> **Task inputs**
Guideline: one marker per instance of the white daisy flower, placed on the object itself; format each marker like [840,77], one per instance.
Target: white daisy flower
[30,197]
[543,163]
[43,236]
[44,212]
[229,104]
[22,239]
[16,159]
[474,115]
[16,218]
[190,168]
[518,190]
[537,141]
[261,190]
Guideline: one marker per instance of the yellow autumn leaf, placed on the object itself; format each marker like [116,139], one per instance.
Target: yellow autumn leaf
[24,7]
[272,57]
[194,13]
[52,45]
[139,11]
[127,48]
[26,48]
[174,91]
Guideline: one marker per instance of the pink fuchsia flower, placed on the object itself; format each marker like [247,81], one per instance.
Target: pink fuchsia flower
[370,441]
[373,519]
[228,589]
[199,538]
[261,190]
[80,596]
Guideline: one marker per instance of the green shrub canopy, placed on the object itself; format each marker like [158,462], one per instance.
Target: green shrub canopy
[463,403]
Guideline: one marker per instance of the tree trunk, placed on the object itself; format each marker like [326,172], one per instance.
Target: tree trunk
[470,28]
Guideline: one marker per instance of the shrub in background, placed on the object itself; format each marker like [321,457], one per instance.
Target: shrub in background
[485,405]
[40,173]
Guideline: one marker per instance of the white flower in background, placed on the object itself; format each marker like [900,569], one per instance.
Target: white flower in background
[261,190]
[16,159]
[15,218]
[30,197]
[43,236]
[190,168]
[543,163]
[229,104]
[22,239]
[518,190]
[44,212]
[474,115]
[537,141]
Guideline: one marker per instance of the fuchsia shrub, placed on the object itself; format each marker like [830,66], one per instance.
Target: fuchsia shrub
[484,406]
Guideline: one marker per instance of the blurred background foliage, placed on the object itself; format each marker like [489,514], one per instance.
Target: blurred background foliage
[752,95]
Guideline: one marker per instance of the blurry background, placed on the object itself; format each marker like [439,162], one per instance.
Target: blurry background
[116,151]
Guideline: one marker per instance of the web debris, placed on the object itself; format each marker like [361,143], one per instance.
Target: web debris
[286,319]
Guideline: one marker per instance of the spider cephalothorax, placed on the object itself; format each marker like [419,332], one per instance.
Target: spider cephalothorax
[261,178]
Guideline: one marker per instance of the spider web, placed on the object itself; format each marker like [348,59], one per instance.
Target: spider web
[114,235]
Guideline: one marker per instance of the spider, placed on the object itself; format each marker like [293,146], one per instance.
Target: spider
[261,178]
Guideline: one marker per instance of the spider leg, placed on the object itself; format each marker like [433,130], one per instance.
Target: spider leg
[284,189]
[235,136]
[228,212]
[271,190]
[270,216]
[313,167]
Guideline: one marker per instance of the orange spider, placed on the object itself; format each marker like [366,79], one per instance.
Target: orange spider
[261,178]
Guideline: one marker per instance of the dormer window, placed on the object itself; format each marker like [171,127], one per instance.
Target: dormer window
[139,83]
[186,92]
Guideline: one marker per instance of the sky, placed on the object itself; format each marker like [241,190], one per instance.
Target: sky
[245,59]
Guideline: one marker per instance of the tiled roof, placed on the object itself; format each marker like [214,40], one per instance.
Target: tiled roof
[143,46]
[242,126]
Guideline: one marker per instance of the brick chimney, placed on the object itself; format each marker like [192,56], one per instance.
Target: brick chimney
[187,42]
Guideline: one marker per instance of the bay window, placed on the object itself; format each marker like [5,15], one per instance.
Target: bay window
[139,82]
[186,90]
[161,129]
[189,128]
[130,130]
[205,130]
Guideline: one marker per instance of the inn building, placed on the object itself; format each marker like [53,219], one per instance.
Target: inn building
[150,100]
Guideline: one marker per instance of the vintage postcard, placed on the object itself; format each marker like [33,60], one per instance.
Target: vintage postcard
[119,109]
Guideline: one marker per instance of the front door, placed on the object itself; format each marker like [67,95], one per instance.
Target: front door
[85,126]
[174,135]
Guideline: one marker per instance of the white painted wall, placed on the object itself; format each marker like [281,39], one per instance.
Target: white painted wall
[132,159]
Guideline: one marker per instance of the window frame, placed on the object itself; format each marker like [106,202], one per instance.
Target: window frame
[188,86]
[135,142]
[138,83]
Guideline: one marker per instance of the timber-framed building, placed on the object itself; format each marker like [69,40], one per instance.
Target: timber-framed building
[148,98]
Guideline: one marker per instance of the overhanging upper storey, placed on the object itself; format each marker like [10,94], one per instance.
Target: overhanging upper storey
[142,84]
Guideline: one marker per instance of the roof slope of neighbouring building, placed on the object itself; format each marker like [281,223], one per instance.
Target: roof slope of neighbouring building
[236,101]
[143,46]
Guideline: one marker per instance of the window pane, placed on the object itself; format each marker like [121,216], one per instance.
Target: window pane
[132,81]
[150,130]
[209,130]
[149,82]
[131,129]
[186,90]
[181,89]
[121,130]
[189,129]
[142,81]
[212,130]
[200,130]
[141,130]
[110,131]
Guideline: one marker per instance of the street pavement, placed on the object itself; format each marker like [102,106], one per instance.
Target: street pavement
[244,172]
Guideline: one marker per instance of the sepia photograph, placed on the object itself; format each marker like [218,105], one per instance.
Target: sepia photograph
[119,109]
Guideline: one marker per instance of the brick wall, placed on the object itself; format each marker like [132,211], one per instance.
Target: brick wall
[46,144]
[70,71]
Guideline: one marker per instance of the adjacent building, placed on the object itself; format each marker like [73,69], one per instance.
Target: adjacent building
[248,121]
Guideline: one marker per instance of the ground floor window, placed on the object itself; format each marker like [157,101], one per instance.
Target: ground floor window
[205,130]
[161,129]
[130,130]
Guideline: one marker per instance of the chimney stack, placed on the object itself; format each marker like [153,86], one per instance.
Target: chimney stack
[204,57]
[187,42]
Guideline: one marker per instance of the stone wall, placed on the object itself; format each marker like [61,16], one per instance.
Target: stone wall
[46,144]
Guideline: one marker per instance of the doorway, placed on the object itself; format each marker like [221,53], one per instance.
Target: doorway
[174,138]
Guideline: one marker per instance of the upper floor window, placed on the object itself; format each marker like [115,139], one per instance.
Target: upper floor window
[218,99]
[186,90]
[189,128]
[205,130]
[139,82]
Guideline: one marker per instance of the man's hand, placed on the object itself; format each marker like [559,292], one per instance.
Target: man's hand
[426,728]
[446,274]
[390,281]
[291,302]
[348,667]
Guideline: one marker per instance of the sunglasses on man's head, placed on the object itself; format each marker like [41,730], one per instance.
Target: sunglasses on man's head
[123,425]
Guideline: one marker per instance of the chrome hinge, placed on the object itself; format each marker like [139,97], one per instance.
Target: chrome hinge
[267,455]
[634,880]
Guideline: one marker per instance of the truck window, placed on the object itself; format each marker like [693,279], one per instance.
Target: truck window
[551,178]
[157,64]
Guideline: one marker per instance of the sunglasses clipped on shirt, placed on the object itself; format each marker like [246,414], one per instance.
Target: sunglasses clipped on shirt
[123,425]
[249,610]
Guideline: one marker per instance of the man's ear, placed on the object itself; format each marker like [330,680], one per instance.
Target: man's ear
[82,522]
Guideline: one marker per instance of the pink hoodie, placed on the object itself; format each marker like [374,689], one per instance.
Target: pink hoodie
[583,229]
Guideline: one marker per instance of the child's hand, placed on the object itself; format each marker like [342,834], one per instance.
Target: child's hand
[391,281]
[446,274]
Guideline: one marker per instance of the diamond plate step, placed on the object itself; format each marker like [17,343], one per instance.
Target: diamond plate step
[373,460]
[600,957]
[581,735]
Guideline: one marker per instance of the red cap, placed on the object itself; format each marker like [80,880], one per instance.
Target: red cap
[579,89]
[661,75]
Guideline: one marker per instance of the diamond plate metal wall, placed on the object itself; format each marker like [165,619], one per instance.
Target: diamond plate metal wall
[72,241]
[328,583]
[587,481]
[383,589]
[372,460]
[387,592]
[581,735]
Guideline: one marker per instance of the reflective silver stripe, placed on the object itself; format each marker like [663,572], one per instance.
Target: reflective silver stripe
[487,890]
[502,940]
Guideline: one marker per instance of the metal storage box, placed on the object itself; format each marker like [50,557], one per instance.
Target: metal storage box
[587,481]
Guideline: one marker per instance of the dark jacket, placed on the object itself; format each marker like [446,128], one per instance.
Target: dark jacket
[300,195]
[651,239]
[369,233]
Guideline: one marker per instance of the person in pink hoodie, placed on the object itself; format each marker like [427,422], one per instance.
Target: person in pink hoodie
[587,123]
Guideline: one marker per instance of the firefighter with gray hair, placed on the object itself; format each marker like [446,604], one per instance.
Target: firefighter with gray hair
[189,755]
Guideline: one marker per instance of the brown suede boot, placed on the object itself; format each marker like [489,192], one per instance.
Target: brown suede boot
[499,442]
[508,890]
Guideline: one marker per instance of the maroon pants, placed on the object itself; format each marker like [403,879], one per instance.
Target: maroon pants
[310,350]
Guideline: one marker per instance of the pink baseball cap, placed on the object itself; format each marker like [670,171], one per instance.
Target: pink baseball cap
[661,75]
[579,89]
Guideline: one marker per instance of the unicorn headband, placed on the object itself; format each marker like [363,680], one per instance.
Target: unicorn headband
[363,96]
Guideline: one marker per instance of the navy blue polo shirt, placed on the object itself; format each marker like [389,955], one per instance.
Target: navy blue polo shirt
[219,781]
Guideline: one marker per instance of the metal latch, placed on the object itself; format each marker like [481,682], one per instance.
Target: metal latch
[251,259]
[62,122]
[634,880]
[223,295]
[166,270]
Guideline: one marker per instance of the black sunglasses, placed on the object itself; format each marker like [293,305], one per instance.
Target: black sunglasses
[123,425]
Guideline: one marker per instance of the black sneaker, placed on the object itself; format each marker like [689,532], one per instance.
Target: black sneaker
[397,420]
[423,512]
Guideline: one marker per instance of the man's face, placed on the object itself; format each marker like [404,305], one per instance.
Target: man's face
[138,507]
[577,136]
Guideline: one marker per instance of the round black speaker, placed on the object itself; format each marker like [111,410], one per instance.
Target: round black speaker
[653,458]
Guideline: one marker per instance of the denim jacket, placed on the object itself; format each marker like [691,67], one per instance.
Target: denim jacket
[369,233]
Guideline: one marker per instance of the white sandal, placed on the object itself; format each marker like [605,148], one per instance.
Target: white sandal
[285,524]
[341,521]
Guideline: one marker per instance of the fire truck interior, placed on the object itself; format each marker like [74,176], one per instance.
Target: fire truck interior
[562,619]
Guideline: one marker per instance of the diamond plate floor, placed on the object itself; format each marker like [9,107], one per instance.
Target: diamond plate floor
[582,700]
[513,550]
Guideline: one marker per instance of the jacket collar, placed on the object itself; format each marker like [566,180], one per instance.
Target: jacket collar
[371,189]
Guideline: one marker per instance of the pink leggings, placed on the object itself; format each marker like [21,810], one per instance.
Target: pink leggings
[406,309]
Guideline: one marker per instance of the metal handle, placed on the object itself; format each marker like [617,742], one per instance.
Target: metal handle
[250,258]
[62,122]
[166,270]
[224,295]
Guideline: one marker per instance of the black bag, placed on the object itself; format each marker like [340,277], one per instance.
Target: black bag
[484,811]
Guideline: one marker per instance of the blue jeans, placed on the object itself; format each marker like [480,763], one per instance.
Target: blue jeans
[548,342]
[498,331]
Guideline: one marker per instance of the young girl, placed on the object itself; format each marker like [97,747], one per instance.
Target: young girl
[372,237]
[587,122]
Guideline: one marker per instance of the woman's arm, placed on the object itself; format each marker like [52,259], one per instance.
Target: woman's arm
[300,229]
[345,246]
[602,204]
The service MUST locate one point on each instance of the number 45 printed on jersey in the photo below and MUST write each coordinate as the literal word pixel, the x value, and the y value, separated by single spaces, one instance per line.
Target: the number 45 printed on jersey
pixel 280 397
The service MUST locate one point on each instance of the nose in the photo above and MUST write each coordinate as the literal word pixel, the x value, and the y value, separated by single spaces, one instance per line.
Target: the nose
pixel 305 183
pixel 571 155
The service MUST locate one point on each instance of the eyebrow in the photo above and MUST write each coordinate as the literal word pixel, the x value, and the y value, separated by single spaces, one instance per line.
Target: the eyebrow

> **Required action**
All lines of the records above with the word "literal" in them are to be copied.

> **Task output**
The service MUST locate one point on each instance of the number 45 printed on jersey in the photo below and MUST write each coordinate as the literal word pixel, the x value, and the y value, separated by single spaces, one instance per line.
The service MUST locate one point on each instance of the nose in the photo above and MUST write each coordinate as the literal word pixel, the x value, and the y value, separated by single spaces, one instance per line.
The service MUST locate one point on each instance of the eyebrow in the photo above and MUST write each coordinate as the literal word pixel, the x value, and the y value, separated by single spaces, one instance per line.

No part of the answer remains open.